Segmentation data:
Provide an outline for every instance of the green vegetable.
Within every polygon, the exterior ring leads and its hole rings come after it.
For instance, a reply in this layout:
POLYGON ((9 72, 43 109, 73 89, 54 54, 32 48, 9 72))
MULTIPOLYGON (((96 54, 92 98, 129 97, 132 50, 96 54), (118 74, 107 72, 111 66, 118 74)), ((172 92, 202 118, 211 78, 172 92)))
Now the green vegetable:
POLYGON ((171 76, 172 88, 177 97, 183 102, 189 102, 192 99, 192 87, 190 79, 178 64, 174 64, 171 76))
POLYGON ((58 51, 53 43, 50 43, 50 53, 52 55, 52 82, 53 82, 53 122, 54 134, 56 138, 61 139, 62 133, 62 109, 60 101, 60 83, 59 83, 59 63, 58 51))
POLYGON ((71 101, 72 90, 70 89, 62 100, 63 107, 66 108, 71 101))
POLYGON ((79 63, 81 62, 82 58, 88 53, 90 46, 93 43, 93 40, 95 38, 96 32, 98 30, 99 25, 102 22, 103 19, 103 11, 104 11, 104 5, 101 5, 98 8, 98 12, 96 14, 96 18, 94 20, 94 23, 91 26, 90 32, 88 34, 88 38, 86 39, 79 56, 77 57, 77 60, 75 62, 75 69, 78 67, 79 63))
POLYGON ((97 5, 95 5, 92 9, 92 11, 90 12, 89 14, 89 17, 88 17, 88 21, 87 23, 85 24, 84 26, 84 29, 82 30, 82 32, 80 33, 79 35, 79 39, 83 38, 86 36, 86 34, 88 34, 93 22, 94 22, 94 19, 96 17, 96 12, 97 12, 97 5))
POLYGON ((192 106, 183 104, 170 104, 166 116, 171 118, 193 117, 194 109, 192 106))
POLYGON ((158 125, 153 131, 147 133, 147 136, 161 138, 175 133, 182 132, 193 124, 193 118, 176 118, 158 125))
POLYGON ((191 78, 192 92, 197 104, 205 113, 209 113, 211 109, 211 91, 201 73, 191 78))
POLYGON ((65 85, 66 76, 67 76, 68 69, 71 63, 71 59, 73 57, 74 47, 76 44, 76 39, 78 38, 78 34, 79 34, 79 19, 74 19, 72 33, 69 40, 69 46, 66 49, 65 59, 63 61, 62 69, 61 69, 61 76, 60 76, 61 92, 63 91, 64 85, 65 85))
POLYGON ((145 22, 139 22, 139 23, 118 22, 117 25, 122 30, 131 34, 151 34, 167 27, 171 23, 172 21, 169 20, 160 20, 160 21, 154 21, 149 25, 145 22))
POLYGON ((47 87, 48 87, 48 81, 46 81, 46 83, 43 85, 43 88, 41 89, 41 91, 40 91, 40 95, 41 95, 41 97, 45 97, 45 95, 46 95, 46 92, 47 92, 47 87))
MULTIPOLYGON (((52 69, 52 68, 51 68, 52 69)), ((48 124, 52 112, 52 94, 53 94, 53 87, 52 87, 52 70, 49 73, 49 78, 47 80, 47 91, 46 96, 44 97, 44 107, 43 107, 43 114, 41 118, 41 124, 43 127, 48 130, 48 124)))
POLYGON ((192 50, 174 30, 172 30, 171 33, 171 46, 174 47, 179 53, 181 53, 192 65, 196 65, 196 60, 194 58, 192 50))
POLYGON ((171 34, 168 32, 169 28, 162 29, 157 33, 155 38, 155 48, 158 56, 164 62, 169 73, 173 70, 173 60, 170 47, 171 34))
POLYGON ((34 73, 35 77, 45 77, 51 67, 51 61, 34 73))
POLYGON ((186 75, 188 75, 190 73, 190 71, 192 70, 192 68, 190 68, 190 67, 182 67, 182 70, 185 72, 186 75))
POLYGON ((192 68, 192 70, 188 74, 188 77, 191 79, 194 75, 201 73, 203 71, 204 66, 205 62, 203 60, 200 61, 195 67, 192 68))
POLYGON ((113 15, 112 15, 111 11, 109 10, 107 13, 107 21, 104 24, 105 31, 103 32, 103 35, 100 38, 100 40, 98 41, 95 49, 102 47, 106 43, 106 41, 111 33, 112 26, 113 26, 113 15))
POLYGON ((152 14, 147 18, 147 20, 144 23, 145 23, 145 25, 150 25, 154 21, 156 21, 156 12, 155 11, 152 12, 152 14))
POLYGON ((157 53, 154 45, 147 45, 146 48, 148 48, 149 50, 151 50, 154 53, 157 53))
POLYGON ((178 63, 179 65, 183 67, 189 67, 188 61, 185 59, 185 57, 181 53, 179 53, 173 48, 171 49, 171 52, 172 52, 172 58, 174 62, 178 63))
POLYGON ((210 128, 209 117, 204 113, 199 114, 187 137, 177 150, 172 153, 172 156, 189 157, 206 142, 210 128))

Description of the task> Write out every line of the data above, copying each one without any change.

Result of the exercise>
Provide an outline for every instance of the green vegetable.
Within every polygon, the exterior ring leads and its hole rings come after it.
For instance, a reply in this layout:
POLYGON ((9 72, 43 109, 73 89, 54 54, 32 48, 9 72))
MULTIPOLYGON (((96 54, 92 98, 129 97, 132 50, 96 54), (118 74, 107 72, 111 66, 118 74)), ((172 92, 202 118, 211 78, 172 92)))
Now the green vegetable:
POLYGON ((171 76, 172 88, 177 97, 183 102, 189 102, 192 99, 192 87, 190 79, 178 64, 174 64, 171 76))
POLYGON ((58 51, 53 43, 50 43, 50 53, 52 55, 52 82, 53 82, 53 122, 54 134, 56 138, 61 139, 62 133, 62 109, 60 101, 60 83, 59 83, 59 63, 58 51))
POLYGON ((71 101, 72 90, 70 89, 62 100, 63 107, 66 108, 71 101))
POLYGON ((79 63, 81 62, 82 58, 88 53, 90 46, 93 43, 93 40, 95 38, 96 32, 98 30, 99 25, 102 22, 103 19, 103 11, 104 11, 104 5, 101 5, 98 8, 98 12, 96 14, 96 18, 94 20, 94 23, 91 26, 90 32, 88 34, 88 38, 86 39, 79 56, 77 57, 77 60, 75 62, 75 69, 78 67, 79 63))
POLYGON ((97 5, 95 5, 92 9, 92 11, 90 12, 89 14, 89 17, 88 17, 88 21, 87 23, 85 24, 84 26, 84 29, 82 30, 82 32, 80 33, 79 35, 79 39, 83 38, 86 36, 86 34, 88 34, 93 22, 94 22, 94 19, 96 17, 96 12, 97 12, 97 5))
POLYGON ((192 106, 183 104, 170 104, 166 116, 171 118, 193 117, 194 109, 192 106))
POLYGON ((158 125, 153 131, 147 133, 147 136, 161 138, 175 133, 182 132, 193 124, 193 118, 176 118, 158 125))
POLYGON ((191 78, 192 92, 197 104, 205 113, 209 113, 211 109, 211 91, 201 73, 191 78))
POLYGON ((65 85, 66 76, 67 76, 68 69, 71 63, 71 59, 73 57, 74 47, 76 44, 76 39, 78 38, 78 34, 79 34, 79 19, 74 19, 72 33, 69 40, 69 46, 66 49, 65 59, 63 61, 62 69, 61 69, 61 76, 60 76, 61 92, 63 91, 64 85, 65 85))
POLYGON ((145 22, 139 22, 139 23, 118 22, 117 25, 122 30, 131 34, 151 34, 167 27, 171 23, 172 21, 169 20, 160 20, 160 21, 154 21, 149 25, 145 22))
POLYGON ((47 87, 48 87, 48 81, 46 81, 46 83, 43 85, 43 88, 41 89, 41 91, 40 91, 40 95, 41 95, 41 97, 45 97, 45 95, 46 95, 46 92, 47 92, 47 87))
MULTIPOLYGON (((52 69, 52 68, 51 68, 52 69)), ((48 124, 52 112, 52 94, 53 94, 53 87, 52 87, 52 70, 49 73, 49 78, 47 80, 47 91, 46 96, 44 97, 44 107, 43 107, 43 114, 41 118, 41 124, 43 127, 48 130, 48 124)))
POLYGON ((192 50, 174 30, 172 30, 171 33, 171 46, 174 47, 179 53, 181 53, 192 65, 196 65, 196 60, 194 58, 192 50))
POLYGON ((171 34, 168 32, 169 28, 162 29, 157 33, 155 38, 155 48, 158 56, 164 62, 169 73, 173 70, 173 60, 170 47, 171 34))
POLYGON ((34 73, 35 77, 45 77, 51 67, 51 61, 34 73))
POLYGON ((186 75, 188 75, 190 73, 190 71, 192 70, 192 68, 190 68, 190 67, 182 67, 182 70, 185 72, 186 75))
POLYGON ((192 68, 192 70, 188 74, 188 77, 191 79, 194 75, 201 73, 203 71, 204 66, 205 62, 203 60, 200 61, 195 67, 192 68))
POLYGON ((113 15, 112 15, 111 11, 109 10, 107 13, 107 21, 104 24, 105 31, 103 32, 103 35, 100 38, 100 40, 98 41, 95 49, 102 47, 106 43, 106 41, 111 33, 112 26, 113 26, 113 15))
POLYGON ((152 14, 147 18, 147 20, 144 23, 145 23, 145 25, 150 25, 154 21, 156 21, 156 12, 155 11, 152 12, 152 14))
POLYGON ((157 53, 154 45, 147 45, 146 48, 148 48, 149 50, 151 50, 154 53, 157 53))
POLYGON ((178 63, 179 65, 183 67, 189 67, 188 61, 185 59, 185 57, 181 53, 179 53, 173 48, 171 49, 171 52, 172 52, 172 58, 174 62, 178 63))
POLYGON ((210 128, 209 117, 204 113, 199 114, 187 137, 177 150, 172 153, 172 156, 189 157, 206 142, 210 128))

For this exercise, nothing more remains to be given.